[Start of Page extract]

Building More Influence

From Career Tips, 2014 Volume 8, August 2014

 

I started this series in June by sharing my definition of the goal you should have for any conversation where you want to achieve true influence:

 

"To help the other person succeed

by producing a solution that best meets their needs."

 

In that issue, I spoke primarily about how to apply this to networking, and then touched on interviews. In July I did a deeper dive on applying the concepts to the interview process, and a widely overlooked aspect, managing the interviewer's tension.

Person Caught In Net
Photo by Sean Foster on Unsplash

 

Now let's take a look at common traps that get in the way of building true influence, whether for an interview, a critical career discussion, or a consulting sales effort.

 

The first is what I like to call GUESSING. This is where you assume you already know the other person's needs, and act accordingly.

 

This can cause you to look:

  • Arrogant, because you are pushing your agenda without first deeply exploring my needs.
  • Pushy, signaling that you are just here to sell.
  • Naive, because you think you already understand my needs. How can you, if we've only touched on them at a surface level?
  • Uninformed, because you don't really know as much as you think you do.

 

If your guess is just a little bit off, you lose most of your credibility, and will have to work hard to regain it.

 

Here's a prime example:

 

An executive was looking for a job, and struggling to get past the initial screening interviews. When asked what sort of questions he was asking, his response was that he already understood their needs, so he didn't need to ask any.

 

Really?

 

Even if you are a world class expert in the subject area, unless you have a great deal of inside information, you can't possibly know all the nuances of how they apply to my particular operation. And you can only GUESS at the specific obstacles I'm running into, and the underlying reasons why those manifest in my situation.

 

And here's another reaction that interviewer might have:

 

"Are you really interested in this opportunity? After all, you're not even bothering to ask me much about what you will be walking into."

 

Some people are afraid not to GUESS because they fear that if they don't immediately present their value proposition when they sense an opening, they will never get another one. This is a flawed assumption.

 

If you get into a deeper conversation about my needs, what causes them, how they manifest in the operation, what other areas are affected in what ways, etc., I can guarantee that you will hold my interest. As you do that exploration, you will get so much more information that will help you see:

  1. how to adjust the proposition you had in mind at the beginning to better fit my exact situation, and
  2. which examples of your own expertise and accomplishments will be closest to the mark when you do show me how you might address my specific issues.

 

A common theme to how to avoid this is to develop patience. And that patience tends to come from a reservoir of confidence ... confidence that you have something really valuable to offer the other party, that they will recognize that, and that you don't have to jump on any opportunity to present it.

[End of Page extract]
[Start of Data listing]

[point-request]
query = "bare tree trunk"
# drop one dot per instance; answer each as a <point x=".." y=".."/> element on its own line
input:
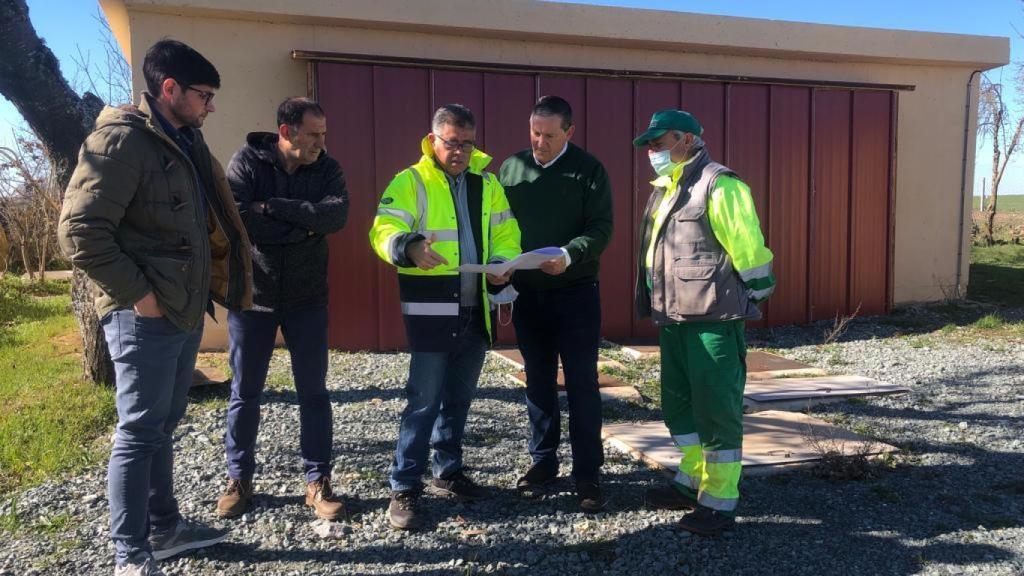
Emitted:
<point x="95" y="358"/>
<point x="26" y="262"/>
<point x="31" y="79"/>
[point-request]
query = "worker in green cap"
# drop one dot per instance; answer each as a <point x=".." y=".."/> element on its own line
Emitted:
<point x="702" y="268"/>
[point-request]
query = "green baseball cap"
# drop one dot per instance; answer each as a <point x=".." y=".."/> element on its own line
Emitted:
<point x="667" y="120"/>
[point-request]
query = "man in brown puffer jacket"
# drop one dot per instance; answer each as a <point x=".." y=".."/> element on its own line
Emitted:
<point x="148" y="216"/>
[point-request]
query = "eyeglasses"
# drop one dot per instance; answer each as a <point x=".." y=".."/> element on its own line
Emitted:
<point x="466" y="146"/>
<point x="205" y="95"/>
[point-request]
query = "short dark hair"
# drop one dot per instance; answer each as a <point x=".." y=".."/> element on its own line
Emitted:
<point x="454" y="114"/>
<point x="292" y="111"/>
<point x="554" y="106"/>
<point x="170" y="58"/>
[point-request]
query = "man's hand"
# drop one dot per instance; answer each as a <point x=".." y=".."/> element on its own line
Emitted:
<point x="554" y="266"/>
<point x="147" y="306"/>
<point x="500" y="280"/>
<point x="423" y="254"/>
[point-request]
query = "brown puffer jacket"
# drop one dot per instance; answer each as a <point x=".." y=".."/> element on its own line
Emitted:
<point x="133" y="221"/>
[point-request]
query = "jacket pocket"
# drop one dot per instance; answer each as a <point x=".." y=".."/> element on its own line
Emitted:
<point x="692" y="291"/>
<point x="170" y="275"/>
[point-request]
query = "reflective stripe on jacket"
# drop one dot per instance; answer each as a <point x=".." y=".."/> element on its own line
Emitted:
<point x="418" y="204"/>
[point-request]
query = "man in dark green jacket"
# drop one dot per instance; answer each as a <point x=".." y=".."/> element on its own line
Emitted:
<point x="148" y="216"/>
<point x="561" y="197"/>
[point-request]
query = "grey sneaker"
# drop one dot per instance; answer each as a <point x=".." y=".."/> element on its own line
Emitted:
<point x="146" y="567"/>
<point x="185" y="536"/>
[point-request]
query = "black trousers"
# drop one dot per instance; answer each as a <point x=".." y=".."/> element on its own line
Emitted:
<point x="563" y="323"/>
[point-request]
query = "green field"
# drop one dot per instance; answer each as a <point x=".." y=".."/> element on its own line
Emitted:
<point x="1009" y="203"/>
<point x="50" y="416"/>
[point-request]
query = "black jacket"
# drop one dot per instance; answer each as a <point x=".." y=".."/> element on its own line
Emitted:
<point x="289" y="244"/>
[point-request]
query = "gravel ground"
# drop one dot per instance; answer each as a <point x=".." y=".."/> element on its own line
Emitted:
<point x="950" y="503"/>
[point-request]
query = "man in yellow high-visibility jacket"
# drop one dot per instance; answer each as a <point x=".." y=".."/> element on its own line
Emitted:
<point x="702" y="268"/>
<point x="441" y="212"/>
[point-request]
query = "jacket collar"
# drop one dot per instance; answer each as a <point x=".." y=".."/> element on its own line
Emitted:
<point x="478" y="160"/>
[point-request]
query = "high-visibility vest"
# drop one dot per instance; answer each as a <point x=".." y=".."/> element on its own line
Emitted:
<point x="419" y="201"/>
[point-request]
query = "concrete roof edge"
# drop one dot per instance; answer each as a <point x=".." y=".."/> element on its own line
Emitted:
<point x="588" y="25"/>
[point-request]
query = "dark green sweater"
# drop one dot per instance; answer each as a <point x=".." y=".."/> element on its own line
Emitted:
<point x="568" y="205"/>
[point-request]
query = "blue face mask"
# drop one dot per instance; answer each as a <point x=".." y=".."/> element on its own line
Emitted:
<point x="662" y="161"/>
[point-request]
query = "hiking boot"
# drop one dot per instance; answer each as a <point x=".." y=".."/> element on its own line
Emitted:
<point x="144" y="567"/>
<point x="235" y="499"/>
<point x="402" y="512"/>
<point x="591" y="499"/>
<point x="707" y="522"/>
<point x="537" y="477"/>
<point x="457" y="485"/>
<point x="184" y="536"/>
<point x="668" y="498"/>
<point x="320" y="497"/>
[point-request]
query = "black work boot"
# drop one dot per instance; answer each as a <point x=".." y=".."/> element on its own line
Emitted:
<point x="457" y="485"/>
<point x="536" y="478"/>
<point x="668" y="498"/>
<point x="402" y="512"/>
<point x="707" y="522"/>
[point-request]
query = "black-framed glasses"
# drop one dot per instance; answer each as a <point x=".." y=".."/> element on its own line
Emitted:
<point x="205" y="95"/>
<point x="465" y="146"/>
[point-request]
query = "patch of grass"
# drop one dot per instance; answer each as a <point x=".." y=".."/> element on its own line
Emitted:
<point x="50" y="416"/>
<point x="997" y="275"/>
<point x="988" y="322"/>
<point x="280" y="380"/>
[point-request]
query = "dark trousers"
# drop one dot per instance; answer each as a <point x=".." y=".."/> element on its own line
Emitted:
<point x="153" y="362"/>
<point x="437" y="397"/>
<point x="252" y="336"/>
<point x="562" y="323"/>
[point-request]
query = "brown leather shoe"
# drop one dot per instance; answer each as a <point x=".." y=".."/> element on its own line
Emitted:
<point x="235" y="499"/>
<point x="322" y="499"/>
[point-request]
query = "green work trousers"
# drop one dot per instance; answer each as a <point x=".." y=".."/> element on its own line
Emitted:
<point x="704" y="369"/>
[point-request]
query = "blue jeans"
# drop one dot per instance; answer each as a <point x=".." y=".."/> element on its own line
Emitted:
<point x="154" y="362"/>
<point x="252" y="337"/>
<point x="438" y="394"/>
<point x="563" y="323"/>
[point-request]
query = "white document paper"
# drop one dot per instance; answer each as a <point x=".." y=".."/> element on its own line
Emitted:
<point x="526" y="260"/>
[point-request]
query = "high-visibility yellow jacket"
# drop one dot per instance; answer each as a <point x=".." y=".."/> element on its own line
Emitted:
<point x="418" y="204"/>
<point x="702" y="255"/>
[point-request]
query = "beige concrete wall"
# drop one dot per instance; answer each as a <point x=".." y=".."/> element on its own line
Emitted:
<point x="257" y="72"/>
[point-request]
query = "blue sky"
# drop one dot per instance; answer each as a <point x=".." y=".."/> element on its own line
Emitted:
<point x="69" y="26"/>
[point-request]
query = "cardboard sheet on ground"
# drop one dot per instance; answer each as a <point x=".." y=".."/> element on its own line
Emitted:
<point x="526" y="260"/>
<point x="772" y="442"/>
<point x="513" y="358"/>
<point x="817" y="387"/>
<point x="603" y="380"/>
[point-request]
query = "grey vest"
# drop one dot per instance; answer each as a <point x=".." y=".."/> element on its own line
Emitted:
<point x="692" y="279"/>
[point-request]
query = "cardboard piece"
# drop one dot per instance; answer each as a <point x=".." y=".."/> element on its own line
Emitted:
<point x="773" y="442"/>
<point x="513" y="358"/>
<point x="642" y="352"/>
<point x="207" y="375"/>
<point x="623" y="394"/>
<point x="800" y="393"/>
<point x="603" y="380"/>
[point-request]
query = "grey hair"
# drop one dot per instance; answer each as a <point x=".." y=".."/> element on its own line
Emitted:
<point x="454" y="114"/>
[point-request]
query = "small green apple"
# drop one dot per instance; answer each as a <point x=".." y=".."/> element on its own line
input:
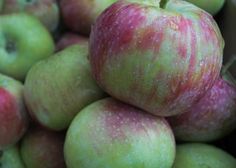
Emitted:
<point x="197" y="155"/>
<point x="23" y="42"/>
<point x="11" y="158"/>
<point x="112" y="134"/>
<point x="211" y="6"/>
<point x="47" y="11"/>
<point x="13" y="114"/>
<point x="57" y="88"/>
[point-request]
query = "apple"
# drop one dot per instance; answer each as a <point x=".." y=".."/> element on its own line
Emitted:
<point x="79" y="15"/>
<point x="213" y="117"/>
<point x="41" y="148"/>
<point x="11" y="158"/>
<point x="13" y="115"/>
<point x="161" y="56"/>
<point x="57" y="88"/>
<point x="198" y="155"/>
<point x="23" y="42"/>
<point x="109" y="133"/>
<point x="69" y="39"/>
<point x="47" y="11"/>
<point x="211" y="6"/>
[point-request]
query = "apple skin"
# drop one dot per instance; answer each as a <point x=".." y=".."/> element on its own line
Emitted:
<point x="79" y="15"/>
<point x="160" y="60"/>
<point x="47" y="11"/>
<point x="213" y="117"/>
<point x="211" y="6"/>
<point x="65" y="87"/>
<point x="42" y="148"/>
<point x="23" y="42"/>
<point x="109" y="133"/>
<point x="13" y="114"/>
<point x="11" y="158"/>
<point x="69" y="39"/>
<point x="198" y="155"/>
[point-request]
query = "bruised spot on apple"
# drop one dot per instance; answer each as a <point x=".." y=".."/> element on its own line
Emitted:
<point x="162" y="60"/>
<point x="109" y="133"/>
<point x="13" y="117"/>
<point x="41" y="148"/>
<point x="23" y="42"/>
<point x="47" y="11"/>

[End of Data listing]

What is expected
In the career-advice article, copy everything from "The first is" down to "exploring my needs." word for word. These rows were taken from a different source than the career-advice article.

Answer to the task
The first is what I like to call GUESSING. This is where you assume you already know the other person's needs, and act accordingly.

 

This can cause you to look:

  • Arrogant, because you are pushing your agenda without first deeply exploring my needs.